> [Text shown]
The relationship of molecular subtypes and markers with previously developed subtypes and markers

We analyzed the relationship among the four molecular subtypes and the seven different histological types according to the WHO classification (Fig. 9a), and significant differences among the seven different histological types were detected from the four molecular subtypes. Specifically, IC3 subtypes were all LMS, while DL and UPS were significantly enriched in iC4 subtype and iC2 subtypes, respectively. These results indicated that the three subtypes were closely correlated with histological types, moreover, the absence of typical histological type enrichment to iC1 subtype suggested the possible existence of a new molecular type.

Fig. 9
figure9

a Distribution of 7 histological types in four molecular subtypes. b The expression relationship between AMPD2/TLE2 genes and three potential prognostic markers (ENO1, ACVRL1 and APBB1IP). c Prognostic ROC curves of three potential Prognostic Models (ENO1, ACVRL1 and APBB1IP) in four categories of samples (DL, LMS, MFS and UPS)

The expression of the transducin-like enhancer of split-1 (TLE1) serves as a biomarker for the diagnosis of synovial sarcoma. Herein, we analyzed the relationship between TLE1 gene and three potential prognostic markers (ENO1, ACVRL1 and APBB1IP) by determine their expressions. The results showed that TLE1 was significantly negatively correlated with ENO1, and positively correlated with APBB1IP (Fig. 9b). Study indicated that high-expressed AMPD2 is correlated with poor prognosis of UPS [27]. The correlation between AMPD2 expression and three potential prognostic markers (ENO1, ACVRL1 and APBB1IP) was also investigated, and our results showed that TLE1 was significantly positively correlated with ENO1, and was negatively correlated with APBB1IP. In our study, both high-expressed ENO1 and low-expressed APBB1IP were predictive of a poor sarcoma prognosis, suggesting that the three potential prognostic markers were closely associated with known genetic markers.

Furthermore, the three potential prognostic markers (ENO1, ACVRL1 and APBB1IP) in predicting the sarcoma prognosis of different histological types were examined, due to the sample sizes of DT, MPNST, and SS, the prognostic role of the three genes were analyzed in DL, LMS, MFS and UPS. A 3-gene signature was established by multifactorial survival analysis to calculate the risk score of the samples, and the performance of the signature in predicting the prognosis of DL, LMS, MFS, and UPS was respectively examined. We observed that the 3-gene signature was significantly more accurate in predicting short-term survival rather than long-term survival. Moreover, it showed a better predictive performance in MFS and UPS patients, especially in MFS, with AUCs of more than 0.86 of 1-, 3-, and 5-year survival (Fig. 9C).

> [Dataset entries]
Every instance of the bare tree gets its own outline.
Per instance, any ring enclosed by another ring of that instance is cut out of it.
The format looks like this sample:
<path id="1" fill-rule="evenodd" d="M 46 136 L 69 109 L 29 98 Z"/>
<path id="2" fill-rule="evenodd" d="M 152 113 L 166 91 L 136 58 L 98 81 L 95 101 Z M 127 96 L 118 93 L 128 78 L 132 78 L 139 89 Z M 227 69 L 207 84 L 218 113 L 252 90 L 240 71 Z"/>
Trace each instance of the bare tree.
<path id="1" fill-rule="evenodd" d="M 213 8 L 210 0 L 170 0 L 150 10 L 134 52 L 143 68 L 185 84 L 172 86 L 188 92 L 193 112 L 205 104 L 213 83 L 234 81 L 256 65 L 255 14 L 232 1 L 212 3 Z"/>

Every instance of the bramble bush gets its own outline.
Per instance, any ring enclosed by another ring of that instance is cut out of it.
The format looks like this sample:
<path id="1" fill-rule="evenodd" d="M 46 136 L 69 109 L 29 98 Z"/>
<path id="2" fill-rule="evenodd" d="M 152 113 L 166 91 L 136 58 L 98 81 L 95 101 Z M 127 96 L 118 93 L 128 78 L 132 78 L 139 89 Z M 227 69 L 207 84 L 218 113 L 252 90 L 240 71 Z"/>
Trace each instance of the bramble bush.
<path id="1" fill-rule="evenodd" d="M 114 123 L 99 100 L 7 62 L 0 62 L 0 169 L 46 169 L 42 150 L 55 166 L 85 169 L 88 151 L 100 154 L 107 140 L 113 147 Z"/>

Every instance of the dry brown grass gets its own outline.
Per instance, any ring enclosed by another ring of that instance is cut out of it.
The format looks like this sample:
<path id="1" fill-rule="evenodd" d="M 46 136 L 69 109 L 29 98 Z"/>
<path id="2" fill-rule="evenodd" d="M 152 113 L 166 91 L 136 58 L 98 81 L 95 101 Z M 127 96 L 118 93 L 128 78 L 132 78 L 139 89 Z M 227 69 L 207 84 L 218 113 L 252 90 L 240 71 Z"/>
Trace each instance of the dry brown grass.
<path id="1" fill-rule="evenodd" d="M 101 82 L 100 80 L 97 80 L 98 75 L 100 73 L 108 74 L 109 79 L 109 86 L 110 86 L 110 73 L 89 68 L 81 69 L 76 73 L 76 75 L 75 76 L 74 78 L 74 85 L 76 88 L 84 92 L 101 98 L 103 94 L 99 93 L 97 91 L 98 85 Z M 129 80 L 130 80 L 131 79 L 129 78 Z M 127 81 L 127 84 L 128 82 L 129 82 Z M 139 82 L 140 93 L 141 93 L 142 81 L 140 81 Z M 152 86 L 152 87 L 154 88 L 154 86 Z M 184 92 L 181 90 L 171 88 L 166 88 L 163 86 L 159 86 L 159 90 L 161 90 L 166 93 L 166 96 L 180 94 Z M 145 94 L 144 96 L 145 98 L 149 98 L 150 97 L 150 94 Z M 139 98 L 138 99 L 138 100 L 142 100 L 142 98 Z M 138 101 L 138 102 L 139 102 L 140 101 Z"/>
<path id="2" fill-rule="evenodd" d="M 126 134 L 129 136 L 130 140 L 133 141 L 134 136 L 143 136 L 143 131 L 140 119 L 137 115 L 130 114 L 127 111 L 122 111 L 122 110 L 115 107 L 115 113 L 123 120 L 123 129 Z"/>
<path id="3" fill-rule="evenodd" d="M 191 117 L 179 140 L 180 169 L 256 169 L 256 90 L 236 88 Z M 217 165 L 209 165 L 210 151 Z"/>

> [Requirement 1]
Answer these questions from the passage on sarcoma molecular subtypes, one line each:
(a) Which molecular subtype was DL significantly enriched in?
(b) What does the expression of TLE1 serve as a biomarker for?
(c) In which histological type did the 3-gene signature predict prognosis best?
> [Requirement 2] Write a continuation of the passage on sarcoma molecular subtypes, beginning after its final sentence.

> [Answer section 1]
(a) The iC4 subtype.
(b) The diagnosis of synovial sarcoma.
(c) MFS, with AUCs of more than 0.86 for 1-, 3-, and 5-year survival.

> [Answer section 2]
Discussion

Genomic instability, which is a hallmark of malignancy, could lead to DNA copy number changes in most cancer types [28, 29]. In viral infection and alcohol-related liver cancer, amplification of the common chromosome 8q24 copy number could cause high expression of the oncogene c-myc, indicating that the development of some liver cancers may be c-myc-dependent [30]. In early HCC, common 1q21 amplification and heterozygosity loss (LOH) of 1p36 and 17p13 suggest that these chromosomal aberrations may induce HCC [31]. In addition to copy number abnormalities, DNA methylation is an important regulator of gene transcription and one of the most widely studied epigenetic modifications. Hypermethylation of tumor suppressor gene CpG island is commonly detected in tumors and is largely tumor-specific [32, 33]. For example, hypermethylation of the BRCA1 gene CpG island mainly occurs in breast and ovarian cancer, while hypermethylation of the hMLH1 gene is commonly found in colon, stomach and endometrial cancers. A comprehensive analysis of the multilayered genomic characteristics of cancer could identify molecular subtypes and help candidate therapeutic targets and biomarkers. This study analyzed the relationship between epigenetics and CNV, and observed that the abnormalities of DNA copy number and methylation shared a mutual consistency. Based on multi-omics association analysis, CNV-G and MET-G gene sets were identified, and the relationship between CNV and methylation was established with the gene expressions. Finally, by performing multi-omics clustering based on gene expression, DNA methylation, and CNV, four molecular subtypes (iC1, iC2, iC3, iC4) with difference in age (Additional file 5: Figure S5) were determined, noticeably, iC2 was associated with poor clinical results. In addition, we also identified 3 gene prognostic markers and verified them in external data sets.

A growing number of studies have shown that tumor-infiltrating lymphocytes (TILs) are involved in tumor progression and invasion. TIL consists of a variety of lymphocytes with different activities, the most common lymphocytes are CD8+ and CD4+ T cells [34]. T-lymphocyte infiltration of primary tumors is used to predict clinical outcomes of cancers such as breast cancer [35], head and neck cancer [36], non-small-cell lung cancer [37], colorectal cancer [38] and gastric cancer [39]. In our study, there were also significant differences in the immune microenvironment of the four molecular subtypes, but the iC4 subtype with the optimal prognosis showed higher scores of the six immune cells than the other subtypes, especially, its scores of lymphocyte infiltration, IFN gamma response and TGF beta response were significantly higher than the other subtypes. These results indicated that the iC4 subtype may be in an immune enhanced state.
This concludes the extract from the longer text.